Directive | Format all of the items below as a JSON list of strings, with one string for each line and any blank lines omitted.

Records contained in a dataset
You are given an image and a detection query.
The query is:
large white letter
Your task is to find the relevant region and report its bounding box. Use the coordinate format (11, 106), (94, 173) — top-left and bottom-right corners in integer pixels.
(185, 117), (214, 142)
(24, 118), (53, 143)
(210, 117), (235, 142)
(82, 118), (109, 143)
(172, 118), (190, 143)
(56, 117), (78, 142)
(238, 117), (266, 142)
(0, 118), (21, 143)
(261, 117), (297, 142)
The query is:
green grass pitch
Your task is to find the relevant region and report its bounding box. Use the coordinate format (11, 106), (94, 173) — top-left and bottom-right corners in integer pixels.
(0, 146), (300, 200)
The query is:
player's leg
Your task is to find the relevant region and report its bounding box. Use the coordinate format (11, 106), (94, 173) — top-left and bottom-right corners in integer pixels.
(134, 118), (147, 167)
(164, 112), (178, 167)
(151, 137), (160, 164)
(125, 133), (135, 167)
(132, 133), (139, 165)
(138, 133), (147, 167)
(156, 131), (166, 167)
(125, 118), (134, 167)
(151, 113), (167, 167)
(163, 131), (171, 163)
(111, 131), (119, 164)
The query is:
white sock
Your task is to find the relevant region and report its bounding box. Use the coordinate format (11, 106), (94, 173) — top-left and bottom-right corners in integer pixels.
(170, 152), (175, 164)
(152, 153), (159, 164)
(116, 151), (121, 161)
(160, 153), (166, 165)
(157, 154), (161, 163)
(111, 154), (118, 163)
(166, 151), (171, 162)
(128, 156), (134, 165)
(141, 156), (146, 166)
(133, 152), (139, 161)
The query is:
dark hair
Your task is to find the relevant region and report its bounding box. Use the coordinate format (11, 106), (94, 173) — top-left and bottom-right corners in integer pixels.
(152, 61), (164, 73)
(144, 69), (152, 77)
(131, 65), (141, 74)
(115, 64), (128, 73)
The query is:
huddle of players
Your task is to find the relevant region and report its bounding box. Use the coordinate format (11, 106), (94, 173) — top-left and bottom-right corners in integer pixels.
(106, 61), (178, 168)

Task output |
[
  "You are given an image and a detection query.",
  "The query is:",
  "large white letter",
  "Your task is to find the relevant region and report its bounding box. Use the coordinate format (11, 106), (94, 173) — top-left and bottom-right corners in integer pixels.",
  "(185, 117), (214, 142)",
  "(24, 118), (53, 143)",
  "(210, 117), (235, 142)",
  "(82, 118), (109, 143)",
  "(172, 118), (190, 143)",
  "(56, 117), (78, 142)",
  "(238, 117), (266, 142)",
  "(0, 118), (21, 143)",
  "(261, 117), (297, 142)",
  "The query is:",
  "green grass pitch",
  "Your task is to find the relevant region and report its bounding box. Use the coordinate format (11, 106), (94, 173) — top-left and bottom-right corners in integer pixels.",
  "(0, 146), (300, 200)",
  "The query is:",
  "player's leg",
  "Your task is to find the relevant region and report its bounding box. Use the coordinate format (11, 106), (94, 173) — top-left and bottom-right corners in integer pixels.",
  "(134, 118), (147, 167)",
  "(164, 112), (178, 167)",
  "(151, 137), (160, 164)",
  "(125, 133), (135, 167)",
  "(132, 133), (139, 165)",
  "(138, 133), (147, 167)",
  "(156, 131), (166, 167)",
  "(125, 118), (134, 167)",
  "(151, 113), (167, 167)",
  "(163, 131), (171, 163)",
  "(111, 131), (119, 164)",
  "The query is:",
  "white sock",
  "Your task is to find the relevant region and report its bounding box. Use the coordinate format (11, 106), (94, 173) — top-left and bottom-right corners in integer pixels.",
  "(170, 152), (175, 164)",
  "(152, 153), (159, 164)",
  "(116, 151), (121, 161)",
  "(160, 153), (166, 165)",
  "(157, 154), (161, 163)",
  "(111, 154), (118, 163)",
  "(166, 151), (171, 162)",
  "(128, 156), (134, 165)",
  "(141, 156), (146, 166)",
  "(133, 152), (139, 161)",
  "The query is:",
  "dark hair",
  "Your task is to find the relevant region and report its bounding box. Use the coordinate format (11, 106), (94, 173) — top-left and bottom-right corners in integer pixels.",
  "(152, 61), (164, 73)",
  "(144, 69), (152, 77)",
  "(131, 65), (141, 74)",
  "(115, 64), (128, 73)",
  "The query is:",
  "huddle of players",
  "Your task is to find the relevant region and report its bounding box. Use the coordinate format (11, 106), (94, 173) — top-left and bottom-right corners in integer pixels.",
  "(106, 61), (178, 168)"
]